Object position labeling entries:
::::::::::
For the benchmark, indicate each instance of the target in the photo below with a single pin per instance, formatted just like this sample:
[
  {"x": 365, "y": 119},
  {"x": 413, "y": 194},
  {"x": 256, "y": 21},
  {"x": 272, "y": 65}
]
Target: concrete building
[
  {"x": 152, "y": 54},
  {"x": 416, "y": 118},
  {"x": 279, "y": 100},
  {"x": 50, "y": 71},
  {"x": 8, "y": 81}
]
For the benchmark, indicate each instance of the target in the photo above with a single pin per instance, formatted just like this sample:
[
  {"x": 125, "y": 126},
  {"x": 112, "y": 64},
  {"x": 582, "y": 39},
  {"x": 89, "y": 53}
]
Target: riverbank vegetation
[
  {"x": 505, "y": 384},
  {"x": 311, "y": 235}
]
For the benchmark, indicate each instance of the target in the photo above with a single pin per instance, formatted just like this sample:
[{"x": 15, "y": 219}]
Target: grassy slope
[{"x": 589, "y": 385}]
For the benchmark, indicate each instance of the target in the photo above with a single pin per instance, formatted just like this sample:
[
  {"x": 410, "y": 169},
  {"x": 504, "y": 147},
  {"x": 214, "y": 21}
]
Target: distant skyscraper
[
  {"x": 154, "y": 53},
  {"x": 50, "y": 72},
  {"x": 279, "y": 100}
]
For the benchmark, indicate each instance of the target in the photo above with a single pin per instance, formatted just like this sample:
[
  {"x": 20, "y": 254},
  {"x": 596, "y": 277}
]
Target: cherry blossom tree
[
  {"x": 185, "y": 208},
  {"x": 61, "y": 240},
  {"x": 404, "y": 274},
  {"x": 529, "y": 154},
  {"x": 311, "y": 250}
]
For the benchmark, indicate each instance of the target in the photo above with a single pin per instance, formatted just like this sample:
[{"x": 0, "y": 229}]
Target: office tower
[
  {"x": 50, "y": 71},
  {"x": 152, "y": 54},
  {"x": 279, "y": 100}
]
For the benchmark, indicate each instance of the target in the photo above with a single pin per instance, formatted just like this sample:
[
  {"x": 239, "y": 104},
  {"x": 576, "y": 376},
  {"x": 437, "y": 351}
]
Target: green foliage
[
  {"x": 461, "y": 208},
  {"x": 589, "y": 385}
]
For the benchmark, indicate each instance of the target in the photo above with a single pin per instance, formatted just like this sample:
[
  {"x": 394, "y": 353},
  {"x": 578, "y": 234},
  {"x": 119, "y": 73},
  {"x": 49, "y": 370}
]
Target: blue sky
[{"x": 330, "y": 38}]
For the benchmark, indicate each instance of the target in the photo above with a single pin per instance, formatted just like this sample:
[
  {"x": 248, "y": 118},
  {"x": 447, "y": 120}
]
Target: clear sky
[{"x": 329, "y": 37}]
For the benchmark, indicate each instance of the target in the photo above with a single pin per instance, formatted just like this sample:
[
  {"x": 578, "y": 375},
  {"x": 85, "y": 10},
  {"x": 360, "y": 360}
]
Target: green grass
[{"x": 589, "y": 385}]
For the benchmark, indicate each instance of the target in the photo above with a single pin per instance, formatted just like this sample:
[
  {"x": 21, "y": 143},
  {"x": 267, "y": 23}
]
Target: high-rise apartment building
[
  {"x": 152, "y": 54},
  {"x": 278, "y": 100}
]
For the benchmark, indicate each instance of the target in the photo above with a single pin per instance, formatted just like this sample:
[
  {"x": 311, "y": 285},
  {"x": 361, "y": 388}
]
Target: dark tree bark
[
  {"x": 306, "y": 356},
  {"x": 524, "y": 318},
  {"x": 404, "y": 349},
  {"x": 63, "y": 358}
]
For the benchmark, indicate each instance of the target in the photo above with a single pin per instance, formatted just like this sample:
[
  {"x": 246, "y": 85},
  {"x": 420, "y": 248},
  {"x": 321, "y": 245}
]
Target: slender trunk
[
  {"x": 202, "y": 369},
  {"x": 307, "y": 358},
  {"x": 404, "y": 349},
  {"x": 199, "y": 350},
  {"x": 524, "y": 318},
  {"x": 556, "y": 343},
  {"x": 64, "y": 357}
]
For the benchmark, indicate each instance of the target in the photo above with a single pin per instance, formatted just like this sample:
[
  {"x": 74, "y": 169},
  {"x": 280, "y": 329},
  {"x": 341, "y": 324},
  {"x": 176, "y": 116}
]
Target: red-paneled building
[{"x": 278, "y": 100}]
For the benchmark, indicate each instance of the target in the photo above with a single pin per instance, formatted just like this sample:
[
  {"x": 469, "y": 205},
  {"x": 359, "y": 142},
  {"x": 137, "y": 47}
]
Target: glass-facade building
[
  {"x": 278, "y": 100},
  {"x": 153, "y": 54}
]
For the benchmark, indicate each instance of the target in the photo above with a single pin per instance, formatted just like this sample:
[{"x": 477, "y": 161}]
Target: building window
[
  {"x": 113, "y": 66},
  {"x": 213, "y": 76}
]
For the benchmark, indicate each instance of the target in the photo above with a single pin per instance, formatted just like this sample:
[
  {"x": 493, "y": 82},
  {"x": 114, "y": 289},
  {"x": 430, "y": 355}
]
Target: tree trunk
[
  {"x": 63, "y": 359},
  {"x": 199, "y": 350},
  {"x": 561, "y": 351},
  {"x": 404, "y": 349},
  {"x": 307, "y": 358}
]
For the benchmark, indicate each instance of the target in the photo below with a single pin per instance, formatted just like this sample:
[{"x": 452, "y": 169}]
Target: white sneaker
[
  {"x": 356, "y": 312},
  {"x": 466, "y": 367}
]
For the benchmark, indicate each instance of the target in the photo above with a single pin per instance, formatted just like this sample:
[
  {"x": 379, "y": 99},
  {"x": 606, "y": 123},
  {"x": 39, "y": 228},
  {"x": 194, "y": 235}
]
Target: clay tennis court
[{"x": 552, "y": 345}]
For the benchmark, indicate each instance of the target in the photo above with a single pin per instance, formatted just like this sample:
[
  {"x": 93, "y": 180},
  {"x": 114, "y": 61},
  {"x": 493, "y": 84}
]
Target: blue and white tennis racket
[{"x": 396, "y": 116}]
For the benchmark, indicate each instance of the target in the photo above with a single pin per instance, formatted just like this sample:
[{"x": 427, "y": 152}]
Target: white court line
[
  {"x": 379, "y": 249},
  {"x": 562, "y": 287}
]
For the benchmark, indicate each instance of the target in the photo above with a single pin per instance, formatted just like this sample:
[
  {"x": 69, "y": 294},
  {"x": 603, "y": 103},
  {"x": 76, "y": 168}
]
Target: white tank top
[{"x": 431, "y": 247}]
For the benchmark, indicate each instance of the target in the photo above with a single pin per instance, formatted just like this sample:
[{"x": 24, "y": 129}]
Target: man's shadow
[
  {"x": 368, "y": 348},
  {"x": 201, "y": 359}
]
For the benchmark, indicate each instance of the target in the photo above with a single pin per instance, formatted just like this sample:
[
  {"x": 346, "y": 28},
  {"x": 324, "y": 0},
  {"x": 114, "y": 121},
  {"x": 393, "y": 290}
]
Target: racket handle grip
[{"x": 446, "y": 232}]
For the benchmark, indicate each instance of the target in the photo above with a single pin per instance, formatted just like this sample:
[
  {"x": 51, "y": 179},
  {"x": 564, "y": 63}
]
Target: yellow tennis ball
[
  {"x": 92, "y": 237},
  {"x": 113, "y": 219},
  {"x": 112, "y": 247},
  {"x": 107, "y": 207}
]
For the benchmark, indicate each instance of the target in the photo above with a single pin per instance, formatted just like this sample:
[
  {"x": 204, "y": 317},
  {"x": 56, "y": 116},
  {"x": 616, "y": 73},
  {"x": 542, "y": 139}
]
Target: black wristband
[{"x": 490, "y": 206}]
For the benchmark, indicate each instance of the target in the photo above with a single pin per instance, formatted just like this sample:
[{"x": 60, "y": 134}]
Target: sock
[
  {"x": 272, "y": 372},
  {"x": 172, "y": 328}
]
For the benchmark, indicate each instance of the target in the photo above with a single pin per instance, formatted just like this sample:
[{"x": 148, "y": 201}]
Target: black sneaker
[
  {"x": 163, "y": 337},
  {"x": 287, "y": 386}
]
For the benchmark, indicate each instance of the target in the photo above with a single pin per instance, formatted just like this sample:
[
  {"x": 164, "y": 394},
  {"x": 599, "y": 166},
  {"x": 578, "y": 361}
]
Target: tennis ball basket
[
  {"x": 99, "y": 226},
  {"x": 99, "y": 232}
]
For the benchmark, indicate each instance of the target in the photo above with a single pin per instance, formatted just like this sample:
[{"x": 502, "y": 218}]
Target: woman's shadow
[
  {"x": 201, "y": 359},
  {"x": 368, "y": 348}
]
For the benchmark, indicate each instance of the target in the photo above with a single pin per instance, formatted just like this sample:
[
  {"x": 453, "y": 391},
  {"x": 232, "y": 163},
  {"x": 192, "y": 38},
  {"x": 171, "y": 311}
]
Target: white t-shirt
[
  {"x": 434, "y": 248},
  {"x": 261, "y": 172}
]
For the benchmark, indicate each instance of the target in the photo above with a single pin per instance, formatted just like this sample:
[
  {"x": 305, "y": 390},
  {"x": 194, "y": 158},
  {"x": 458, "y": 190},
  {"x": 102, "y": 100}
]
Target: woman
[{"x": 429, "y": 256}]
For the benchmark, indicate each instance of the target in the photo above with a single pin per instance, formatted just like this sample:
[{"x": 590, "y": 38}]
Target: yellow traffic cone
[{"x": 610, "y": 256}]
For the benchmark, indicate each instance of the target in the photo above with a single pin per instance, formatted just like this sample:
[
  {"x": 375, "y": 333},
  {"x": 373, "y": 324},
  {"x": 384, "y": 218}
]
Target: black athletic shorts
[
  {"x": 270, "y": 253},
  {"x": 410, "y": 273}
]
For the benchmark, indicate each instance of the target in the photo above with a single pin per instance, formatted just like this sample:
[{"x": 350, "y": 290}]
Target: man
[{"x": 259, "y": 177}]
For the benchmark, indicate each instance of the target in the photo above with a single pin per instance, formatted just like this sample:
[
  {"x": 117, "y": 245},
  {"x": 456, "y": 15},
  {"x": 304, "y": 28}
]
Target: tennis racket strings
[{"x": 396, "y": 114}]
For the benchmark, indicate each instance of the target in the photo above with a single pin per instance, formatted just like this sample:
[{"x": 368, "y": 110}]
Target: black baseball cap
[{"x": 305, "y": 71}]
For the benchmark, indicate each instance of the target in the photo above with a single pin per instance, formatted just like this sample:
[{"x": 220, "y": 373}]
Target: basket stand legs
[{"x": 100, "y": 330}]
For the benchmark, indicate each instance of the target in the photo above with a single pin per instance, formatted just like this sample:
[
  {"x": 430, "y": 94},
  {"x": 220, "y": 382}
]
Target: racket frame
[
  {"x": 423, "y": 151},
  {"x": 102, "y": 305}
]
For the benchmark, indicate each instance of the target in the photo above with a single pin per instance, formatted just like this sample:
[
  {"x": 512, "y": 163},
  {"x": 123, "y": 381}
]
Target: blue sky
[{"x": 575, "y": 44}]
::::::::::
● **Problem**
Show each line above that contains the string "tennis", copied in full. Matching is case-sensitive.

● **Complete answer**
Target: clay tennis court
Target: blue and white tennis racket
Target: yellow tennis ball
Target: tennis ball basket
Target: tennis racket strings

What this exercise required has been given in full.